*Exercise goal*. Transcribe the data that follows precisely, omitting nothing.

*Provided material*.
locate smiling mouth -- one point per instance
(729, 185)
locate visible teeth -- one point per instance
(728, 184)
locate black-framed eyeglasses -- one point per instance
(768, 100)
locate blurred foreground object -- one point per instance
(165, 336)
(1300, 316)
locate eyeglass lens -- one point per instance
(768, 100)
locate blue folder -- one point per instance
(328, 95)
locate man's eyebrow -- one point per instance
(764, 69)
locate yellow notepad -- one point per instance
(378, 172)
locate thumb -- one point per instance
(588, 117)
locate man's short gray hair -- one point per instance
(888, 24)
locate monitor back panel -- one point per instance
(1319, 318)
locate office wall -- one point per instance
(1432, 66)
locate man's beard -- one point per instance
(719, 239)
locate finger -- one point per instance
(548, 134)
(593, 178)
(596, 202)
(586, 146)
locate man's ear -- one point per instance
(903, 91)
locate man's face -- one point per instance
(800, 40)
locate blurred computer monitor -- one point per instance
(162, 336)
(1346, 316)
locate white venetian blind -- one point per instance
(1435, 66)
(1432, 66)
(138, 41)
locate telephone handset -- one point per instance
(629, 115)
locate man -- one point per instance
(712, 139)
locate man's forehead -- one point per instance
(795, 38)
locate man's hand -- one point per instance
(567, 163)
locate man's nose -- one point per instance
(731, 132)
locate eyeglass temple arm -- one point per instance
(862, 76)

*Answer to the problem*.
locate smiling mouth -- one point per instance
(729, 185)
locate visible teeth -- one point per instance
(728, 184)
locate black-framed eyeglasses -- one point per instance
(768, 100)
locate blurred foreground object -- one point per instance
(165, 336)
(1300, 316)
locate eyeglass lens -- one point per instance
(768, 100)
locate blue folder -- one point per instance
(328, 95)
locate man's eyebrow -- one point per instance
(764, 69)
locate yellow notepad -- one point per instance
(378, 172)
locate thumb -- one point per instance
(588, 117)
locate man's short gray hair -- one point per instance
(888, 24)
locate monitor back panel -- one point per instance
(1319, 318)
locate office wall -- one point per instance
(1432, 66)
locate man's beard -- one point per instance
(719, 239)
locate finger -- one point per instance
(548, 134)
(593, 178)
(596, 202)
(586, 146)
locate man's ear -- one point per instance
(903, 91)
locate man's face -- one point per instance
(800, 40)
locate blurred computer monitor -- one point per instance
(162, 336)
(1346, 316)
locate white venetian blind -- one point per instance
(1435, 66)
(1432, 66)
(138, 41)
locate telephone handset -- one point per instance
(629, 115)
locate man -- one point per instance
(712, 139)
locate man's forehead -- one point per instance
(795, 38)
locate man's hand -- one point per instance
(567, 163)
locate man's nose -- one point per instance
(731, 132)
locate eyeglass temple arm -- one point per instance
(862, 76)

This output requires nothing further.